* [ENTRIES SHOWN]:
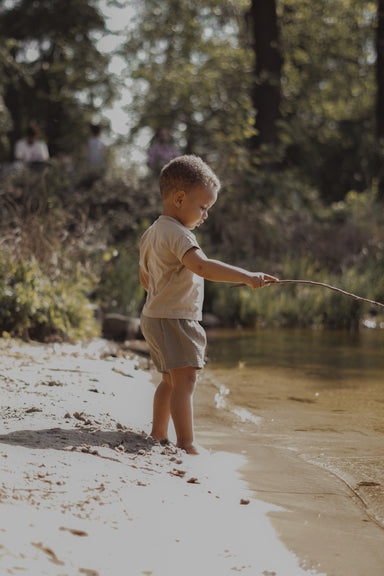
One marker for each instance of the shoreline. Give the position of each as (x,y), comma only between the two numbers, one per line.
(324,517)
(84,491)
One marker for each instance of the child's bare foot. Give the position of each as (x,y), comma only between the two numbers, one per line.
(160,437)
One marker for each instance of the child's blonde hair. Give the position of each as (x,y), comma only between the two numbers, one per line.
(186,172)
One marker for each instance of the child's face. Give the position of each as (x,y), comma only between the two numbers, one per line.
(194,206)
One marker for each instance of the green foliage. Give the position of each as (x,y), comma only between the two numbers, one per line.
(119,288)
(53,74)
(32,305)
(191,75)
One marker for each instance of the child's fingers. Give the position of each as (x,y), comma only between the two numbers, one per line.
(268,279)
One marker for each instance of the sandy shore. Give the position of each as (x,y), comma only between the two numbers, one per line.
(84,491)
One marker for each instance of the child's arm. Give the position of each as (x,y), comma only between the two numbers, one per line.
(196,261)
(142,280)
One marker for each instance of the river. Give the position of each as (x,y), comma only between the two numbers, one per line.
(318,394)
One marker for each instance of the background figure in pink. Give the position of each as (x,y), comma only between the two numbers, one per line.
(161,150)
(31,148)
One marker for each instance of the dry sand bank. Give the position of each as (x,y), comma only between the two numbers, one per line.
(84,491)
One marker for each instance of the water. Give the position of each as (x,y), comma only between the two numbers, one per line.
(318,394)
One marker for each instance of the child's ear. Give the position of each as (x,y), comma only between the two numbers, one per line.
(179,198)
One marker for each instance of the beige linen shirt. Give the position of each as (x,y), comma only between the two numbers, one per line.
(173,290)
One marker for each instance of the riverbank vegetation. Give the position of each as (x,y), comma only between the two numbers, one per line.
(291,122)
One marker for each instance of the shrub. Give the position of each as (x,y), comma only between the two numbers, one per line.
(34,306)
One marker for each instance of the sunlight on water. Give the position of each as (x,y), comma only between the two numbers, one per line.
(317,393)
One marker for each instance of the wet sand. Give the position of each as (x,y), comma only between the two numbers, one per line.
(84,491)
(316,455)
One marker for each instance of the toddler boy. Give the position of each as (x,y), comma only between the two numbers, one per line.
(172,271)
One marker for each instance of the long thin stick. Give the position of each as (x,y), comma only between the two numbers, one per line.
(270,283)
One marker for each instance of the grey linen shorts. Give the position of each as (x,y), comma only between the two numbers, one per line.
(174,343)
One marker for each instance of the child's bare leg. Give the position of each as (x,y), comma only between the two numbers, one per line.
(161,408)
(183,386)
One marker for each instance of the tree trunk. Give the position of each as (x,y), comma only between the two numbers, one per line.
(380,94)
(266,92)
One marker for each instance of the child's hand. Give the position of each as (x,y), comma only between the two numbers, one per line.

* [SHORT EXERCISE]: Write out every entry above word for word, leaving out the pictures.

* [WRITTEN ANSWER]:
One marker for each instance of the shoreline. Give the position of each as (x,y), comma only between the two numbers, one per line.
(324,517)
(84,491)
One marker for each instance of the child's bare foot. Give the position of each as (x,y), comma only between the two numbers, one per line.
(160,437)
One marker for each instance of the child's blonde hair. Give the position of each as (x,y), comma only between the two numbers, one per line.
(186,172)
One marker for each instance of the child's face. Give the position of each as (x,y), comma only between the two numbers, one per line.
(194,206)
One marker for each instance of the green foliage. Give the position of each as (x,y), comma only between the two numbers, one per line.
(119,288)
(53,74)
(32,305)
(191,75)
One marker for each instance of the child's fingers. Give the position of each as (x,y), comma only between the two numbers, one per line.
(268,279)
One marker for each instance of the sandy shore. Give the position of each as (x,y), comma only between the two numbers, one per line.
(84,491)
One marker for each instance of the child's arm. Give the position of each as (x,y), comma only between the two numbers, one per line.
(196,261)
(142,280)
One marker for each instance of the river. Give the position of each as (x,y), comma only between the two numbers, one per line.
(318,394)
One marker for each instance of the background figure in pink. Give the position of each as (x,y), comma only between the two numbers, one per line.
(161,150)
(31,148)
One marker for each instance of the dry sand bank. Give the position of each as (x,y), comma only between the two numbers, one per line.
(84,491)
One marker for each instance of the water. Give the position of each as (x,y), comma only between the two numbers, one per line.
(318,394)
One marker for each instance of the child's ear. Give the position of each as (x,y), comma only between the two numbers, one per line.
(179,198)
One marker for each instance of the beige linen shirt. Give the position of each as (x,y), comma only between the two numbers, one per line.
(173,290)
One marker for each instance of the riverbank vegetation. Give the position of each as (x,y), comma only between the two numbers, one per line.
(291,122)
One marker for each instance of the shrub. Give the position of each as (x,y), comma only between the two numbers, one per line.
(34,306)
One marker for each instance of the sunlight on water. Give the position of each as (x,y), comma only between the two numbers, one per line.
(317,393)
One marker for each instance of the wet sand. Give the position of each as (x,y), comma only between the two numbers, one per line.
(84,491)
(316,455)
One marker for each instance of the toddler boy. Give the position of each as (x,y), comma only between the two numbers, one per line.
(172,271)
One marker for each instance of the long thin stick. Give the position of each as (x,y), comma only between the two numbers, one per line.
(270,283)
One marker for each instance of the grey linen shorts. Give the position of each as (x,y), comma only between the two numbers, one per line.
(174,343)
One marker for each instance of the child's bare leg. Give the position of each as (x,y), comma only between the two numbers, one per line.
(161,408)
(183,386)
One marker for each instance of the tree trunk. Give the position of each as (x,y), comma only between the two numbers, one per line.
(380,94)
(266,92)
One marker for each instance of the child's hand. Give the position of each as (x,y), comma only between the two numbers, one per line.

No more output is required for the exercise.